__About this exercise__
Format the lines from the start of the records through the line containing "positive clicks: (357, 182)" as a numbered list, leaving out blank lines.

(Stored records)
⟨

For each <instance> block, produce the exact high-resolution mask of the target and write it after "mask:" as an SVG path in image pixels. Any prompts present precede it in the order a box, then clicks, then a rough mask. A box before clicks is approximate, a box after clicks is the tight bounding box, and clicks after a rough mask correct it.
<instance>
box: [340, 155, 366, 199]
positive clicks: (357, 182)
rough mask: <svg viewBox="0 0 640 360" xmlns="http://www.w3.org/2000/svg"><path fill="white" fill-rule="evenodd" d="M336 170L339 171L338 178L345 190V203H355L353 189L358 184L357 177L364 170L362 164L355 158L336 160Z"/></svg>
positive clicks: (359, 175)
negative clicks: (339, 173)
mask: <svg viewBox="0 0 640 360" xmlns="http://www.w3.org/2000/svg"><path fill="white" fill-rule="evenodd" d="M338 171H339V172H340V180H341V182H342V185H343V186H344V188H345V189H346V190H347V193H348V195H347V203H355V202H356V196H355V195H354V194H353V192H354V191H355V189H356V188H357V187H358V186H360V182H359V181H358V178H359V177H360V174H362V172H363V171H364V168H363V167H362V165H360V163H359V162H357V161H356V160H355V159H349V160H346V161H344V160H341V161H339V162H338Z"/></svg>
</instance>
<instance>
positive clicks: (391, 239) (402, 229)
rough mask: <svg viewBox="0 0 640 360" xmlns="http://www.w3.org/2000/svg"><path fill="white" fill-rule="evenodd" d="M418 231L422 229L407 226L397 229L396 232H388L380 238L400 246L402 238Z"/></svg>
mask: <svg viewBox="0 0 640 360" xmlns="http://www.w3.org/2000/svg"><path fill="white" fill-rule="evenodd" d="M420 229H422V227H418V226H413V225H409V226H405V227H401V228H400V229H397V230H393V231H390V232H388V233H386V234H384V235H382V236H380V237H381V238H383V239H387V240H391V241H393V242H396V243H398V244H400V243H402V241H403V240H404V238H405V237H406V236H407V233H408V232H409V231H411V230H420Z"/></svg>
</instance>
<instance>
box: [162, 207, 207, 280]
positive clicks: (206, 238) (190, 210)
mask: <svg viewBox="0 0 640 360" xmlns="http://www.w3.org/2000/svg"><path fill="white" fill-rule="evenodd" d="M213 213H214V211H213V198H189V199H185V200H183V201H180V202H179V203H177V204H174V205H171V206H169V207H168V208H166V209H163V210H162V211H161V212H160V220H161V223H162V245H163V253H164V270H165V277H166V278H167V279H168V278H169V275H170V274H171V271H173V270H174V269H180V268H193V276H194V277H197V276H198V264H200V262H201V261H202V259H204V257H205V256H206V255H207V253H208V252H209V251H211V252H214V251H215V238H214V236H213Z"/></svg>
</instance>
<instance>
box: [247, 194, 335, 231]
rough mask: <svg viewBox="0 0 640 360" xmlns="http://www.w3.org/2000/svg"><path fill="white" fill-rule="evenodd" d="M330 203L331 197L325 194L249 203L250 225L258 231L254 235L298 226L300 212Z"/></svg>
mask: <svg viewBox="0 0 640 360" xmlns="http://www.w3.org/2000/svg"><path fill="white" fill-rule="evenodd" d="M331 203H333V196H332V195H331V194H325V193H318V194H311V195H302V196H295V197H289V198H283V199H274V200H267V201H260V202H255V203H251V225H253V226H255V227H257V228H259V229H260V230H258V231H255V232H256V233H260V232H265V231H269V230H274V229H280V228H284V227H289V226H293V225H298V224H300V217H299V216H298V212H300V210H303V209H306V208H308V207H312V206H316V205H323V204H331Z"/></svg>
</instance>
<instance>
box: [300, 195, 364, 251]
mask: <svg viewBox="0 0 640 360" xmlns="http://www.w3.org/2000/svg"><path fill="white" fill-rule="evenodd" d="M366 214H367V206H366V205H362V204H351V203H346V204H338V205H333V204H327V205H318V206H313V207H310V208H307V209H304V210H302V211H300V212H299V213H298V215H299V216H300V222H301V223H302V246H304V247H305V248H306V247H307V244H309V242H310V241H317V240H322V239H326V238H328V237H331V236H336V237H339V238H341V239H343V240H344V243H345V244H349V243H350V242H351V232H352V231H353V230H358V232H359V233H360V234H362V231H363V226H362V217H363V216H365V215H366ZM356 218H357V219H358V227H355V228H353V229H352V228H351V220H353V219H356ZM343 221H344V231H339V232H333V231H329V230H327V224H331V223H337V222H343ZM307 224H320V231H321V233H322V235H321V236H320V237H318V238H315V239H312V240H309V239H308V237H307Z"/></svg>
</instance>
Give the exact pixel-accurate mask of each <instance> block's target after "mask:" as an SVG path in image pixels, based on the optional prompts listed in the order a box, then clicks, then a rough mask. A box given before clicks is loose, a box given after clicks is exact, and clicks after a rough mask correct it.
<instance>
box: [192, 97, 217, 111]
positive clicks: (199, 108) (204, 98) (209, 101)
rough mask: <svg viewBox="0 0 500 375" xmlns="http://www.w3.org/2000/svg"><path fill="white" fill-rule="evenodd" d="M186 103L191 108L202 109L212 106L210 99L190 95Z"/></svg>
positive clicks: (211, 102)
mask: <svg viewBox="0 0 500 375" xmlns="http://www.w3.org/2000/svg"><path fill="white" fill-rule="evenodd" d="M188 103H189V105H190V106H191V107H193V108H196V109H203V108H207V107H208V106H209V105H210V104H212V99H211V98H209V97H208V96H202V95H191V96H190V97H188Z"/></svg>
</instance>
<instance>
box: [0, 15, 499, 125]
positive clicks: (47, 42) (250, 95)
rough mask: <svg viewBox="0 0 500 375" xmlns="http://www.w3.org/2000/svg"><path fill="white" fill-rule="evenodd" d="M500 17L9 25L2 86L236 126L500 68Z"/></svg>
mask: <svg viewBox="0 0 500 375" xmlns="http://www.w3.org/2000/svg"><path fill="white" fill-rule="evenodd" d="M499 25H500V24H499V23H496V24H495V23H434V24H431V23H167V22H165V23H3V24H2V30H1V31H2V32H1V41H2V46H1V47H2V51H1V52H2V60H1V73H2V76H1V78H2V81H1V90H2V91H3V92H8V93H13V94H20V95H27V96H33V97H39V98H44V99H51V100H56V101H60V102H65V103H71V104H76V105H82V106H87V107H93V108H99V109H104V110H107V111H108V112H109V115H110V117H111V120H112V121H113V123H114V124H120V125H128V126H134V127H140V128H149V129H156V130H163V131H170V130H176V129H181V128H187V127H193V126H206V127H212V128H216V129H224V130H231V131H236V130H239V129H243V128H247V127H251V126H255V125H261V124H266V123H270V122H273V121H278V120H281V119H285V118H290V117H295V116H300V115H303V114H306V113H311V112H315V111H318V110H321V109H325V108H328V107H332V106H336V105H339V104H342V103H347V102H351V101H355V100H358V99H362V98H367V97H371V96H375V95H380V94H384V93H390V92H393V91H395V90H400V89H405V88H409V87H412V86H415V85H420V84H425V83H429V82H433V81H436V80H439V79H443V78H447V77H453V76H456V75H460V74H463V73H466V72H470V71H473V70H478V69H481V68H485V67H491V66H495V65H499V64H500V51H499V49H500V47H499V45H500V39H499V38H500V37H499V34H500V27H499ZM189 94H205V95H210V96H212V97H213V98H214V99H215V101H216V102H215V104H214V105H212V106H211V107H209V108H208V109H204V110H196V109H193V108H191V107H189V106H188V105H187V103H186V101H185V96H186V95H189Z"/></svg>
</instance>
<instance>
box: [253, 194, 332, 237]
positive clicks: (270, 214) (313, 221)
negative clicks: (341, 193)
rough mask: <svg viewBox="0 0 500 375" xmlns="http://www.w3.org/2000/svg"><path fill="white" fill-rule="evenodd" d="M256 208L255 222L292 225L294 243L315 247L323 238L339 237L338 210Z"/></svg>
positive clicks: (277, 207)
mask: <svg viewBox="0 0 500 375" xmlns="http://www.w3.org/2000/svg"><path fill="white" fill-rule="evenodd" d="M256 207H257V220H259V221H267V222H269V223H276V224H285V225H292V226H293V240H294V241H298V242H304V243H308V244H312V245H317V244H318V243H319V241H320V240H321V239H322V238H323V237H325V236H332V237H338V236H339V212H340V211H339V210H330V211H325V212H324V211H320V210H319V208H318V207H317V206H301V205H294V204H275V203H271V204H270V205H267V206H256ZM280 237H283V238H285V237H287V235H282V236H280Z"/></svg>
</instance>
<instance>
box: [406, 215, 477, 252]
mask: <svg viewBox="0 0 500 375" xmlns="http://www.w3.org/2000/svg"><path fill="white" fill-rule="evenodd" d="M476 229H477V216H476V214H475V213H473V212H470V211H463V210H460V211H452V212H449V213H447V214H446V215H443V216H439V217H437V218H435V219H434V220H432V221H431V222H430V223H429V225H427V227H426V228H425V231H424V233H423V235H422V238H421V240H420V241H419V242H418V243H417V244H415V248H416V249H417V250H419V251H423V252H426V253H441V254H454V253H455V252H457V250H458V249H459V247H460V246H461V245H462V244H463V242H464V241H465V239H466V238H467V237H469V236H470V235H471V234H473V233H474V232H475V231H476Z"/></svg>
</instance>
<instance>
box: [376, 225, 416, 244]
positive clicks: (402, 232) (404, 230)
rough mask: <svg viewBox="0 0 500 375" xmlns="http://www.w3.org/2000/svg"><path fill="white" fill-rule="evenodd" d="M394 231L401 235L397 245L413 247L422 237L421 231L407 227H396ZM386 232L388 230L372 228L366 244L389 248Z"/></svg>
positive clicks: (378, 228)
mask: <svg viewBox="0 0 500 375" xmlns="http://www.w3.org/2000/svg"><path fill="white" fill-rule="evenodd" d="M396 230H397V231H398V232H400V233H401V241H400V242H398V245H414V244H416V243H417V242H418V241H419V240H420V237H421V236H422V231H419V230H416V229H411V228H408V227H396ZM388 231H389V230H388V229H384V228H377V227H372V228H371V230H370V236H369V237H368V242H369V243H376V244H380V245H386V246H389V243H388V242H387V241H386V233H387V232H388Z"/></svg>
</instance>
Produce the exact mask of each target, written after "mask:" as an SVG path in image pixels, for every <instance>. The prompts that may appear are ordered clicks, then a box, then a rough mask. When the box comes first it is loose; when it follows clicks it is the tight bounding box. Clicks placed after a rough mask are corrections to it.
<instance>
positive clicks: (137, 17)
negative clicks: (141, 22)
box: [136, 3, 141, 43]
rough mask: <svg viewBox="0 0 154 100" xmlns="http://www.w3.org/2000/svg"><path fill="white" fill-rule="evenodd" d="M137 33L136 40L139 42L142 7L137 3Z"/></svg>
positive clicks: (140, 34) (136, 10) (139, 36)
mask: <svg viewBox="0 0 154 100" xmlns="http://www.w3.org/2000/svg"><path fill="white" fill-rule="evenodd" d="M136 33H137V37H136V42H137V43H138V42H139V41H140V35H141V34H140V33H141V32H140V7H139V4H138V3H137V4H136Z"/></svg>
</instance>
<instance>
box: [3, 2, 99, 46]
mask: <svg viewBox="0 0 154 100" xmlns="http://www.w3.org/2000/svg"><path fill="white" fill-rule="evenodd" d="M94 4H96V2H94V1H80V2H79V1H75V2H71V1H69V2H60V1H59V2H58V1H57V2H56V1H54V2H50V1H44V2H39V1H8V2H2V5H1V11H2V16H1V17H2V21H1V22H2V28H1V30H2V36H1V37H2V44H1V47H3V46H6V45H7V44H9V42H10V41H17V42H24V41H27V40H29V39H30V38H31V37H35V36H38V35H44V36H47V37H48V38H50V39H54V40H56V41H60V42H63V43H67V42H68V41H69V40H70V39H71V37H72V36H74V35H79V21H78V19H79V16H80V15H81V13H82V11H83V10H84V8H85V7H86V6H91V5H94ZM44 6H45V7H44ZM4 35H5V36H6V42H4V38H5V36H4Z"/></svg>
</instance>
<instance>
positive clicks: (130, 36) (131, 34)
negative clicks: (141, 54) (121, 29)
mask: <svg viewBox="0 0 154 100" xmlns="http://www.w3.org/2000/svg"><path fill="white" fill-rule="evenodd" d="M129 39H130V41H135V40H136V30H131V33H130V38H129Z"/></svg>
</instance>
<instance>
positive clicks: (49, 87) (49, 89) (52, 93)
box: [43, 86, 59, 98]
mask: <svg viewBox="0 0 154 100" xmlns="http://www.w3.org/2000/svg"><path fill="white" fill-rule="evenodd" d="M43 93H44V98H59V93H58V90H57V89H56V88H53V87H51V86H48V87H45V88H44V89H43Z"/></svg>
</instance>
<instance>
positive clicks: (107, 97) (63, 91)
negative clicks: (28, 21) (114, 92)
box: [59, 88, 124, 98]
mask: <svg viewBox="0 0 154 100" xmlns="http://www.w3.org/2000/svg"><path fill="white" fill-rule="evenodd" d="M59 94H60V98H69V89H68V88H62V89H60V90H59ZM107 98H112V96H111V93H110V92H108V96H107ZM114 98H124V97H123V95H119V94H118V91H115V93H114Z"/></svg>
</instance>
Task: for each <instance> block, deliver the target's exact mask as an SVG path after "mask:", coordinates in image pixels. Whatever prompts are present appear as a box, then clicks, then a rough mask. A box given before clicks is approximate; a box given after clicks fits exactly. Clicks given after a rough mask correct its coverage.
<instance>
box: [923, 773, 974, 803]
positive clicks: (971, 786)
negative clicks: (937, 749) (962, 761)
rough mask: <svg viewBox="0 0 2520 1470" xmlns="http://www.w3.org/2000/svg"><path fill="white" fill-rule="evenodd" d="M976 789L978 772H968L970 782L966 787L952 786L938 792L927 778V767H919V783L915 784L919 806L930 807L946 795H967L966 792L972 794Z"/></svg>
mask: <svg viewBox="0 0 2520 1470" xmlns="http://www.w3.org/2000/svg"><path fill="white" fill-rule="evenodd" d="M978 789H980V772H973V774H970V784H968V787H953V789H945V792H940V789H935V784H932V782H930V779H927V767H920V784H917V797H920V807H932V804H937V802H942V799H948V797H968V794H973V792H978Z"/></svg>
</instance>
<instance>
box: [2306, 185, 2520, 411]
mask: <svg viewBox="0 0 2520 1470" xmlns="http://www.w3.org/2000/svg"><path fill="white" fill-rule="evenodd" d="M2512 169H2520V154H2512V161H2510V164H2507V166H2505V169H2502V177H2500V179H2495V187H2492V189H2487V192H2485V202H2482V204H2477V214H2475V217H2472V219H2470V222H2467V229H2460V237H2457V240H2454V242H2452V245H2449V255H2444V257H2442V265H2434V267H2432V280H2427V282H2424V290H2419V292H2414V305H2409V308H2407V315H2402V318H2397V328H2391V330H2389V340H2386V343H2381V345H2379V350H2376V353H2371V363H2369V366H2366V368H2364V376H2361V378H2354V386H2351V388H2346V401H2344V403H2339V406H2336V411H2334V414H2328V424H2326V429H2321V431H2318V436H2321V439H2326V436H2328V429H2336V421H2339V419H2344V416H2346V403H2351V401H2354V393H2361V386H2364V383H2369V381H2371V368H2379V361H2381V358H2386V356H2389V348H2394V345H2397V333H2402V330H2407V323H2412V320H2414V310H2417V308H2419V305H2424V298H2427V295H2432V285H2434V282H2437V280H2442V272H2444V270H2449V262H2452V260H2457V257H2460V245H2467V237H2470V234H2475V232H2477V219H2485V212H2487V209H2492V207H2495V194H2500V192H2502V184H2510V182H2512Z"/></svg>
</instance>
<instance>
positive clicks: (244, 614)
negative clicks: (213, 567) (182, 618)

⟩

__Exercise result__
1. For each <instance> block, produce the exact high-resolution mask of the target and write it after "mask:" as an SVG path in image pixels. Any prompts present precede it in the order a box, then clicks, then a rough mask. A box before clicks is approximate, a box after clicks is the tight bounding box, and clicks after a rough mask correct it.
2. <instance>
3. box: [340, 155, 366, 199]
4. positive clicks: (357, 182)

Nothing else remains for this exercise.